→ **Supplied text**:
Liu Wins 2021 IEEE Fourier Award for Signal Processing

Liu Wins 2021 IEEE Fourier Award for Signal Processing

Liu Wins 2021 IEEE Fourier Award for Signal Processing


Distinguished University Professor and Christine Kim Eminent Professor of Information Technology K.J. Ray Liu, has been named the recipient of the 2021 IEEE Fourier Award for Signal Processing, an IEEE Technical Field Award, “for outstanding leadership in and pioneering contributions to signal processing for wireless sensing and communications.”

For nearly a century, the IEEE Awards Program has paid tribute to technical professionals whose exceptional achievements and outstanding contributions have made a lasting impact on technology, society, and the engineering profession. The IEEE Fourier Award for Signal Processing was established in 2012, and is sponsored by the IEEE Signal Processing Society and the IEEE Circuits and Systems Society. The award recognizes an individual or a team of people for outstanding contributions to the advancement of signal processing, other than in the areas of speech and audio processing. Liu will receive a bronze medal, certificate, and cash prize for this honor. 

Prof. Liu is a world leader in signal processing for wireless sensing and communications, both as a trailblazer and an entrepreneur. His pioneering and outstanding technical contributions encompass a broad range of signal processing, trailblazing its frontiers and scopes. His work has been recognized with prestigious honors, numerous keynotes, distinguished lectures, honorary professorships, and over a dozen prize paper and invention awards. He has trained over 68 Ph.D. students and postdocs, of which ten have become IEEE Fellows and most are active in major universities and industries worldwide.

Wireless indoor localization has been a long-standing conundrum for over three decades. Prof. Liu discovered that due to a large number of multipaths, the time-reversal focusing effect exhibits an energy distribution whose stationary behavior can be harnessed to accurately estimate speed under severe indoor multipaths, a groundbreaking discovery that broke the impasse of more than 170 years of search for such a solution since the Doppler Effect. His invention solved this long standing, difficult problem by achieving a 1-2 centimeter location accuracy under non-line-of-sight conditions with only a single WiFi device. This is the world’s first-ever invention that can achieve such a performance and track an unlimited number of users indoors without costly infrastructure, an achievement that no other known solutions can reproduce.

→ **Work instructions**:
• a. Please say whether each statement agrees with the Liu award announcement, answering yes or no and quoting the deciding words of the announcement: (i) The IEEE Fourier Award for Signal Processing was established in 2012. (ii) The award covers contributions in speech and audio processing. (iii) Liu's invention reaches its location accuracy using several WiFi devices.
• b. Carry on the Liu award announcement, picking up after its final sentence.

→ **Information provided**:

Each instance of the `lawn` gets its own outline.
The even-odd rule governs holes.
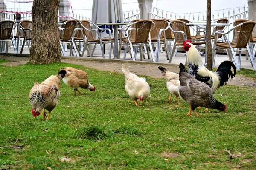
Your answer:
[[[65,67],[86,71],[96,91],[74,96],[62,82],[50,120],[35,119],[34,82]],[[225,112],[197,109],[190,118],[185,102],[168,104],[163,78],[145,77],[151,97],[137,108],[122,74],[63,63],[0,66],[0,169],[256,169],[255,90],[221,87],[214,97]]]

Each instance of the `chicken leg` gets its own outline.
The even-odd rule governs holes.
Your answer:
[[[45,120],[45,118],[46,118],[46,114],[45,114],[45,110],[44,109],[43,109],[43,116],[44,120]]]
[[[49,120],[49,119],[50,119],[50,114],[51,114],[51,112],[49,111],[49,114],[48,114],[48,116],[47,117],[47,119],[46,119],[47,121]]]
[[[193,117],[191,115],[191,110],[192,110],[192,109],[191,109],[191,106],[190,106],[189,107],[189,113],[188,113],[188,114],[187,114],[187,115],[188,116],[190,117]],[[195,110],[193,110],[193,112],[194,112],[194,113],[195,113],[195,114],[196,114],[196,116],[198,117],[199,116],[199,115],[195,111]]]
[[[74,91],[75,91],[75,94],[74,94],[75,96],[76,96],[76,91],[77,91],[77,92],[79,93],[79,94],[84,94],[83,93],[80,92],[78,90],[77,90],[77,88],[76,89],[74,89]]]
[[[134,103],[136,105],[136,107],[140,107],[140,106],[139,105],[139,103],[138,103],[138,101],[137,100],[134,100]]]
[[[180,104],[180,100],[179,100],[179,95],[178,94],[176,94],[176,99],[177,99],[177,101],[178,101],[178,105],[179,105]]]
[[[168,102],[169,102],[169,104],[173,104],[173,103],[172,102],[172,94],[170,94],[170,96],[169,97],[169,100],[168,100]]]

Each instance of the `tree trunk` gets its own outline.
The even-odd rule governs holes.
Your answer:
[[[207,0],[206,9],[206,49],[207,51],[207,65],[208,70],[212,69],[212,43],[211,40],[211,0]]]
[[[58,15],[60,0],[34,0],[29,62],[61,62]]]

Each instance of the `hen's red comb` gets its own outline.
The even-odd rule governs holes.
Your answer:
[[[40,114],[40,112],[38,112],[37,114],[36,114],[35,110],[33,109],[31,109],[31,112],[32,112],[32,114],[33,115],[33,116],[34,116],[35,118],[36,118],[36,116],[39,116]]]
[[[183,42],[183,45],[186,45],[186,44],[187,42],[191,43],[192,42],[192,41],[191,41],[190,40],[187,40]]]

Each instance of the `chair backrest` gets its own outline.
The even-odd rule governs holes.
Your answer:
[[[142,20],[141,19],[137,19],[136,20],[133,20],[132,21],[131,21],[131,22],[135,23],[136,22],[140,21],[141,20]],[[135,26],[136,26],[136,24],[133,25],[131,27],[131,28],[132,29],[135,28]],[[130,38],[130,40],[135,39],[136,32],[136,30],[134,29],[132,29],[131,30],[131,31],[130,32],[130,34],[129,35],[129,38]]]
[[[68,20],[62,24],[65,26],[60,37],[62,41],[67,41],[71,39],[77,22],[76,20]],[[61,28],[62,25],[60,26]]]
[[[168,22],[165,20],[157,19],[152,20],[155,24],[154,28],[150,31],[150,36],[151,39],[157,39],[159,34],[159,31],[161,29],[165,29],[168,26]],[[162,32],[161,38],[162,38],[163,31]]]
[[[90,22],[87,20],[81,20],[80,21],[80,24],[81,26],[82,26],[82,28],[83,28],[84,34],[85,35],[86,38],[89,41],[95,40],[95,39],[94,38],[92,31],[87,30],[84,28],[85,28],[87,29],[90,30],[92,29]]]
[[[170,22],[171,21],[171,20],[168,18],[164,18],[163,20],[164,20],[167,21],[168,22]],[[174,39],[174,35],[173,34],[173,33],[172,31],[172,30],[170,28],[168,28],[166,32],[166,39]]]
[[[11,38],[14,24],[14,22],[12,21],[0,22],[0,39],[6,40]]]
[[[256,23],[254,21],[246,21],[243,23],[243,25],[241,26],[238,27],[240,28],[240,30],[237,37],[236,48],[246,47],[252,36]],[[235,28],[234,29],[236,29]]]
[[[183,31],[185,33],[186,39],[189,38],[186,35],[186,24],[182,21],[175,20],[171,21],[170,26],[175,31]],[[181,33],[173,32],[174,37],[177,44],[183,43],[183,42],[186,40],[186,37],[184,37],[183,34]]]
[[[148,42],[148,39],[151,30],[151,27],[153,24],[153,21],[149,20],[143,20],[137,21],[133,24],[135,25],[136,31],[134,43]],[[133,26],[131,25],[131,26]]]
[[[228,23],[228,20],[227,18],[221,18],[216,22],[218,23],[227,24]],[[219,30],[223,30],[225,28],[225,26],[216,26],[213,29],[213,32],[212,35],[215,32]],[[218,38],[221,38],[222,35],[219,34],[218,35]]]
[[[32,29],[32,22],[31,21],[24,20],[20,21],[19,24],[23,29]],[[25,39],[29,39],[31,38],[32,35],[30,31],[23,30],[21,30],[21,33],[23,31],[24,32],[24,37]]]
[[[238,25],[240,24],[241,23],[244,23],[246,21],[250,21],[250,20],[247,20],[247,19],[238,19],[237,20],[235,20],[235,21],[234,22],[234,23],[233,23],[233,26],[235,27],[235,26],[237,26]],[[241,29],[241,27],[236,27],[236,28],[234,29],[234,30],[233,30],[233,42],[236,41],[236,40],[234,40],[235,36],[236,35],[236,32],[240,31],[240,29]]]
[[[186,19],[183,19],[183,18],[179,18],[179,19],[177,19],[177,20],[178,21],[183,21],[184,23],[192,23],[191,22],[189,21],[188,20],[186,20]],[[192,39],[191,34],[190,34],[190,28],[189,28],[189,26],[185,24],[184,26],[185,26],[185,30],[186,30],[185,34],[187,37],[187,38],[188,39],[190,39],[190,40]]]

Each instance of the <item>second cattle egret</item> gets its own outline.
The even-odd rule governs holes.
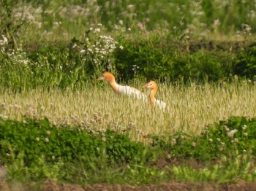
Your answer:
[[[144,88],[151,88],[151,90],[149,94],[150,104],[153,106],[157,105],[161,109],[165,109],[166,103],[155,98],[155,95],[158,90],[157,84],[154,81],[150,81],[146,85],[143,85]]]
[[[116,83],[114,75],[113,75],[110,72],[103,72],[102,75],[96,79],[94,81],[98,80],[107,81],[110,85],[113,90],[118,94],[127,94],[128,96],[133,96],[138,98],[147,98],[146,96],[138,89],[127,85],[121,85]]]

→ **Responses to the tasks**:
• a.
(i) Yes: "The IEEE Fourier Award for Signal Processing was established in 2012"
(ii) No: "other than in the areas of speech and audio processing"
(iii) No: "with only a single WiFi device"

• b.
With that as the foundation, Prof. Liu founded Origin Wireless, further developing a wireless AI platform consisting of many analytic engines that can detect human motion, fall, and vital signs such as breathing rate and heartbeat, human biometric, and monitor sleep and well-being, without any wearables by using commodity WiFi. His invention, the Time Reversal Machine, won the prestigious 2017 CEATEC Grand Prix award and the CES 2020 Innovation award. It is the only company in the world offering such capabilities and superb performance.

Previously, when the concept of cooperative communication was first emerging, Prof. Liu was among the earliest to recognize its impact would be far-reaching beyond physical-layer and can fundamentally revolutionize wireless communications in almost every aspect. He set forth to show the brilliant possibilities of cooperation in a series of seminal work to establish cooperation as a new communication paradigm that can improve communication performance, expand transmission coverage area, improve energy efficiency and extend network lifetime, and increase throughput and stability region for multiple access schemes.

He was among the first to employ game theory to devise optimal solutions and strategies in cognitive radio for dynamic spectrum access, allocation, sharing, sensing, security, and anti-jamming. His pioneering works created the game-theoretic foundation for cognitive networking by developing new frameworks of joint learning and decision making. It enabled true cognitive intelligence and adaptation with user interactions that made the dream of cognitive networking possible.

Prof. Liu also spearheaded cross-layer-design using antenna array for wireless communications in 1997 by first introducing the seminal concept of duality between uplink and downlink for joint transmit beamforming and power control to increase the number of users in a cellular network by 100x, the first theoretical work that showed the significant capacity improvement by using an antenna array. It inspired a decade of research and standard development in resource allocation and cross-layer control of MIMO wireless networks that dramatically impacted almost all the current and future wireless communications system design with multiple antennas.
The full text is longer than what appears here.